* TASK
Reproduce the listing below word for word.

* PROVIDED RECORDS
=====

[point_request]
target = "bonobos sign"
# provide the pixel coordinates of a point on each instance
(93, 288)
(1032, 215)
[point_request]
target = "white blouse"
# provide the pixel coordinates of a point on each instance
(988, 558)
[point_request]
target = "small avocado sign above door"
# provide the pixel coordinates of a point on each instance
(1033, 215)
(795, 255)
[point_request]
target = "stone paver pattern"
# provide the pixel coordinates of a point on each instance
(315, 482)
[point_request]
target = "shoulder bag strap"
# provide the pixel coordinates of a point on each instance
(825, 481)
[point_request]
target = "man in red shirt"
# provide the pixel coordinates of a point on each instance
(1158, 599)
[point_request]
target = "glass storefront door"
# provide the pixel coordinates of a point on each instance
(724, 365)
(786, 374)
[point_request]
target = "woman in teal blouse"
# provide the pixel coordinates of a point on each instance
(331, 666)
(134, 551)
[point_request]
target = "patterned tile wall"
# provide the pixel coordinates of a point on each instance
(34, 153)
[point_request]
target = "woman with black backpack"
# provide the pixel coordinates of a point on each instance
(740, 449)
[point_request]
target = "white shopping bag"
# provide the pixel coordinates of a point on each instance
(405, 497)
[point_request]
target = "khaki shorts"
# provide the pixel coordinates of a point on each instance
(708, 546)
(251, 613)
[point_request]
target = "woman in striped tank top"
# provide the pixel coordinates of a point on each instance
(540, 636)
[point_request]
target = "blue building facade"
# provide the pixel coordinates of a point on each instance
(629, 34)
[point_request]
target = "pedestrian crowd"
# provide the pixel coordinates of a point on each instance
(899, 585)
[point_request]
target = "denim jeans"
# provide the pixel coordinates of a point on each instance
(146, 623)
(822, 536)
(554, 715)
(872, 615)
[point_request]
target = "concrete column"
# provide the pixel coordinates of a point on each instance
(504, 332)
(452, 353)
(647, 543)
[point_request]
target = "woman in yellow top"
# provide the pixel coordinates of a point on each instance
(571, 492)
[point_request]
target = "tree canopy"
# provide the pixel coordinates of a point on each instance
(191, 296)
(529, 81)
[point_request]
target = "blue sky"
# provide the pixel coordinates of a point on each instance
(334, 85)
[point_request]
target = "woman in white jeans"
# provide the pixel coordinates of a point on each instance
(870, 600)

=====

* COMPLETED TASK
[point_request]
target = "bonobos sign"
# provide the pixel coordinates of a point on each instance
(93, 288)
(1032, 215)
[point_request]
target = "white blouse"
# provide the pixel coordinates of a point on each instance
(988, 558)
[point_request]
target = "small avocado sign above door"
# provide the pixel coordinates of a point on each instance
(1033, 215)
(795, 255)
[point_request]
target = "stone paver pattern"
# provide the pixel coordinates of a point on each instance
(315, 482)
[point_request]
target = "shoulder bag strap"
# provide the pixel coordinates of a point on each instance
(825, 481)
[point_request]
target = "man in red shirt"
# provide the pixel coordinates of a point on each instance
(1158, 599)
[point_request]
target = "glass storefront door"
# provide the pixel coordinates of a point on each instance
(724, 365)
(786, 374)
[point_request]
target = "woman in teal blouse"
# provide the pixel coordinates of a point on each instance
(331, 666)
(134, 551)
[point_request]
target = "patterned tile wall"
# provide the pixel coordinates of a point on each instance
(34, 153)
[point_request]
target = "woman with black backpack"
# provide the pixel coordinates of a point on each instance
(740, 449)
[point_request]
target = "white shopping bag"
# provide the pixel coordinates of a point on each instance
(405, 497)
[point_request]
target = "khaki shorts"
# provide the pixel coordinates of a point on each instance
(708, 546)
(251, 613)
[point_request]
target = "woman in striped tank top"
# provide the pixel coordinates of a point on each instance
(540, 636)
[point_request]
target = "blue building facade"
# provide the pixel coordinates of a point on each instance
(629, 34)
[point_request]
target = "pedestrian crowd"
# provide the pixel coordinates of a point on each instance
(899, 585)
[point_request]
target = "denim jeans"
# provide the pixel coordinates of a point on each instance
(146, 623)
(822, 536)
(554, 715)
(872, 615)
[point_request]
target = "concrete column"
# provide the pixel coordinates of a point on each instance
(504, 332)
(452, 353)
(647, 543)
[point_request]
target = "woman in yellow top"
# provide the pixel coordinates of a point on each instance
(571, 492)
[point_request]
target = "tree canopy"
# provide the pixel coordinates of a point on each instance
(191, 296)
(529, 81)
[point_request]
target = "blue sky"
# provide the pixel coordinates of a point on each instance
(334, 85)
[point_request]
target = "woman in white jeans"
# provide the pixel coordinates of a point on each instance
(870, 600)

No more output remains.